### Quoted passage

David Weekley Homes’ long reach requires eight area presidents. Seated, left to right: Jim Rado, Rick Moore, Ladd Fargo, and Walter Watson; standing: Randy Braden, Jon Calbert, Ken McDonald, and Steve Ebensberger.
The company moved north of the Mason-Dixon line in 2011 when it purchased a large number of entitled lots in Indianapolis that had previously been owned by Estridge Communities. Later, the company acquired the widely admired T.W. Lewis company in Phoenix. And most recently, the company expanded into the Salt Lake City market at the invitation of global mining giant Rio Tinto and its subsidiary Kennecott Land, which own the massive and hot-selling master-planned community Daybreak in South Jordan, Utah. Presently the company is building and selling well in three Daybreak neighborhoods. The company’s Utah success is particularly notable in light of the number of national builders who entered the market only to retreat later. The company culture, says John Johnson, helps keep it from making erroneous assumptions about new markets and to be very respectful of local design and sales nuances.
The company’s strategy on land is a simple one (see sidebar on previous page). It only options lots for anywhere from 5 to 20 percent of their value. Dating back to the oil-and-gas bust that crippled the Houston market in the early ‘80s, the company has stayed out of the land development business—except in rare instances—and has focused exclusively on building new homes. Today, its average cost for optioning all of its lots is slightly more than 5 percent. This strategy helped the company get through the downturn in relatively good financial shape, says Johnson. “We have a get-rich-slow and a get-poor-slow model of doing business.”
The company maintains secured lines of credit with more than a dozen lending institutions and for many years this was the extent of its debt. Early this year, however, the company accessed the public debt market, selling $200 million in bonds at 6 percent interest, says its Chief Financial Officer Heather Humphrey, a rate that reflects the lowest afforded any private builder in similar debt offerings (see sidebar on page 30). Public builders, like our 2012 Builder of the Year Toll Brothers Inc., have been able to access the debt markets for much lower rates and for larger offerings; but Weekley and other privates have the benefit of being able to access the public markets without all of the sometimes onerous and intrusive Securities and Exchange Commission filings that fuel short-term expectations and sometimes create an atmosphere of short-term decision-making in public companies, says Weekley.

### Work instruction A
Please reproduce the listing below from the line containing "228L419 225L394 237L372" through the line containing "positive clicks: (370, 245) (411, 232)".

### Source material
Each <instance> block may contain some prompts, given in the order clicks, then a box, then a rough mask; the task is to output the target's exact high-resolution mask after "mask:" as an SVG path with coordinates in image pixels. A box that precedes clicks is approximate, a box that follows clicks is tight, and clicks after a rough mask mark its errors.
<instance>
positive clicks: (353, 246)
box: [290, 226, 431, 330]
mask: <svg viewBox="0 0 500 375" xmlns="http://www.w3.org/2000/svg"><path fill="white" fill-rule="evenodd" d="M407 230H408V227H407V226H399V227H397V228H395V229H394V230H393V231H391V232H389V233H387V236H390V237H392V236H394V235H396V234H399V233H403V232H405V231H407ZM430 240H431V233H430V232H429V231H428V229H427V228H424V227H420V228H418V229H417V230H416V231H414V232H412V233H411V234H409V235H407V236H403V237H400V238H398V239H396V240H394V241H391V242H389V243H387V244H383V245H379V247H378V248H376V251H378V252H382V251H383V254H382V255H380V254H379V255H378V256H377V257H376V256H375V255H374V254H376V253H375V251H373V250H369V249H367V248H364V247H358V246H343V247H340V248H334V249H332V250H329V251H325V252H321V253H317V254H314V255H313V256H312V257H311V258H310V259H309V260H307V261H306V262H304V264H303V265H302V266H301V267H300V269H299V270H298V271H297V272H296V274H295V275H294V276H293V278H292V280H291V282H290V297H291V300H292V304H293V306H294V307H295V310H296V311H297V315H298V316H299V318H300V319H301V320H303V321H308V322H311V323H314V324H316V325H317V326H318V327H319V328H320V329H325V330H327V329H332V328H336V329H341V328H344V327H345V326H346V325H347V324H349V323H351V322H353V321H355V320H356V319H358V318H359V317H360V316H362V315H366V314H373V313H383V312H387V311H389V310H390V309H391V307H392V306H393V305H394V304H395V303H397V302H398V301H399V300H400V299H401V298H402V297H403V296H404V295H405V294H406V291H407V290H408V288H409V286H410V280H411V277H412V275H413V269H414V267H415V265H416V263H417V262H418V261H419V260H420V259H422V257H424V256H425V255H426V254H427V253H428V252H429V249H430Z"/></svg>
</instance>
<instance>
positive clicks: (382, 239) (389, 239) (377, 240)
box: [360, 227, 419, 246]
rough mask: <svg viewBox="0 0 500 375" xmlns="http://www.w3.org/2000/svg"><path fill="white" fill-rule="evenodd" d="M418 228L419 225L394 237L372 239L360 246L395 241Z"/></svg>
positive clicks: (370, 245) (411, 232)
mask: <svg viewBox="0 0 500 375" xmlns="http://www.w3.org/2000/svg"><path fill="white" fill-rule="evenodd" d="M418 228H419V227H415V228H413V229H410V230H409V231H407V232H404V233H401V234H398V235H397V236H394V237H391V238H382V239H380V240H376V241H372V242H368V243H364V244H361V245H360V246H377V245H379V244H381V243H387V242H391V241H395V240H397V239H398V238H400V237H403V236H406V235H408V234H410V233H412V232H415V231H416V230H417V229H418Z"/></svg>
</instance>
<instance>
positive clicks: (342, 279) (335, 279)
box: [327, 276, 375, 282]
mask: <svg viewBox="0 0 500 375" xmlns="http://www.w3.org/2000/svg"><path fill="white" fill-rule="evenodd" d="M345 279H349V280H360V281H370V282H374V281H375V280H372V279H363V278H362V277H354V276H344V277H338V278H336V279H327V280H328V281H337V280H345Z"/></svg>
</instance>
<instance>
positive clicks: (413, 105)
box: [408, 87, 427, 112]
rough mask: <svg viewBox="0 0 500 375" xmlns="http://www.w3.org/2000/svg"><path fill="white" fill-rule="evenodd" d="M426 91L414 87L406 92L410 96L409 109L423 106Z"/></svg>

### Work instruction B
Which area presidents does the David Weekley Homes article list as standing?

### Task answer A
rough mask: <svg viewBox="0 0 500 375" xmlns="http://www.w3.org/2000/svg"><path fill="white" fill-rule="evenodd" d="M418 228L419 225L394 237L372 239L360 246L395 241Z"/></svg>
positive clicks: (370, 245) (411, 232)

### Task answer B
Randy Braden, Jon Calbert, Ken McDonald, and Steve Ebensberger